» **Texto de leitura**:
Nos últimos cinco anos, a carne brasileira passou de coadjuvante a peça-chave no mercado dos Estados Unidos. De janeiro a maio de 2025, o país respondeu por 26,6% de toda a carne bovina importada pelos norte-americanos, segundo relatório da Datagro Pecuária, elaborado a partir de dados do Departamento de Agricultura dos Estados Unidos (USDA).
A escalada é considerável se comparada a 2020, quando essa participação era de apenas 0,5% na importação. Hoje, a carne brasileira já representa 5,4% da proteína bovina consumida internamente nos EUA. Os beef trimmings, pedaços remanescentes do desossamento, são os principais produtos importados.
“Essa categoria é a base do famoso ground beef, usado em hambúrgueres, carne moída e alimentos processados. Sem o Brasil, o mercado americano enfrentaria um gargalo importante”, afirma João Figueiredo, analista da Datagro.
Representando cerca de metade do consumo per capita de carne bovina nos EUA, a carne moída consumida no território americano é, na maioria, produzida a partir de fêmeas bovinas de menor padrão de qualidade, uma categoria atualmente escassa, devido ao processo de liquidação do rebanho local.
A escassez de fêmeas no território norte-americano é resultado de um ciclo prolongado de abates, que comprometeu a oferta interna de cortes usados para carne moída. A produção local tende a priorizar carnes de maior valor agregado, o que reduz a disponibilidade de insumos para produtos populares.

» **Registros de origem**:

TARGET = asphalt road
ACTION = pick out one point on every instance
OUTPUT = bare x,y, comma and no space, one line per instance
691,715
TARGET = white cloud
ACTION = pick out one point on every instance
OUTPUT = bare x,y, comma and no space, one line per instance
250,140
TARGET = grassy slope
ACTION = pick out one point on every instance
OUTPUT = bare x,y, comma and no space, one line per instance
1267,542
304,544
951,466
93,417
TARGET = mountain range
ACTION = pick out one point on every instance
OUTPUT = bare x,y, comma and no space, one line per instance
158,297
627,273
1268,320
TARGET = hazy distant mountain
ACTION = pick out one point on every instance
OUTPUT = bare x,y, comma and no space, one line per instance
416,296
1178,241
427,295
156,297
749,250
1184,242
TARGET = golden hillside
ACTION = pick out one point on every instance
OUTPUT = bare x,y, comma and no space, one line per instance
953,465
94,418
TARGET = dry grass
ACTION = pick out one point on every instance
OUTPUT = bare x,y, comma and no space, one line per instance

» **Tarefas escritas**:
• a. Atualize a listagem da linha que contém "TARGET = golden hillside" até o final da listagem, inclusive, trocando "dry grass" por "withered grass" e mantendo todo o resto igual.
• b. Dê continuidade ao texto sobre a carne brasileira no mercado dos Estados Unidos, começando logo após a última frase dele.
O texto e a listagem vêm de fontes distintas.

» **Os resultados**:
• a.
TARGET = golden hillside
ACTION = pick out one point on every instance
OUTPUT = bare x,y, comma and no space, one line per instance
953,465
94,418
TARGET = withered grass
ACTION = pick out one point on every instance
OUTPUT = bare x,y, comma and no space, one line per instance

• b.
“Os Estados Unidos vivenciaram dificuldades em torno dos custos de produção, muito acentuados ao longo dos últimos anos, com perda de margem dos pecuaristas e problemas com sucessão familiar, o que prejudicou significativamente o rebanho”, relembra Fernando Iglesias, do Safras & Mercado.
De acordo com ele, apesar de os Estados Unidos terem condições de recompor seu rebanho e diminuir a dependência das importações, esse processo levará alguns anos, podendo ser concluído apenas no final desta década.
Com a carne brasileira respondendo por uma fatia crescente da base dos alimentos processados, o anúncio das novas medidas do presidente Donald Trump, que preveem uma tarifa adicional de 50% sobre produtos do Brasil, pode provocar um efeito dominó no bolso do consumidor americano.
“O setor mais afetado será o de alimentos processados, e o impacto no consumidor final pode ser expressivo, especialmente nos preços da carne moída e derivados”, analisa Figueiredo.
Neste caso, países como Austrália, Nova Zelândia, Argentina e Uruguai poderiam ocupar o lugar do Brasil e fornecer produto aos Estados Unidos. No entanto, segundo Iglesias, nenhum possui a escala, o custo e a competitividade do Brasil, país com a arroba bovina mais barata em dólares.
“Além disso, ao atender à demanda americana, eles deixam de atender outros mercados, aumentando o leque de possibilidade brasileiro. Ou seja, pode acontecer um rearranjo desta corrente de comércio global”, explica o analista do Safras & Mercado.
Para o Brasil, o impacto de uma possível retração nas exportações aos EUA seria moderado. Hoje, apenas 12,3% da carne bovina exportada pelo Brasil têm como destino os Estados Unidos.
Embora o governo brasileiro ainda não tenha sinalizado retaliações, a medida de Trump pode acabar ampliando a presença brasileira em mercados estratégicos, com possibilidade de avanço para destinos como China, Oriente Médio e Sudeste Asiático.
“O Brasil tem mais alternativas de venda do que os EUA têm de compra”, resume o analista da Datagro.
Fonte: Globo Rural.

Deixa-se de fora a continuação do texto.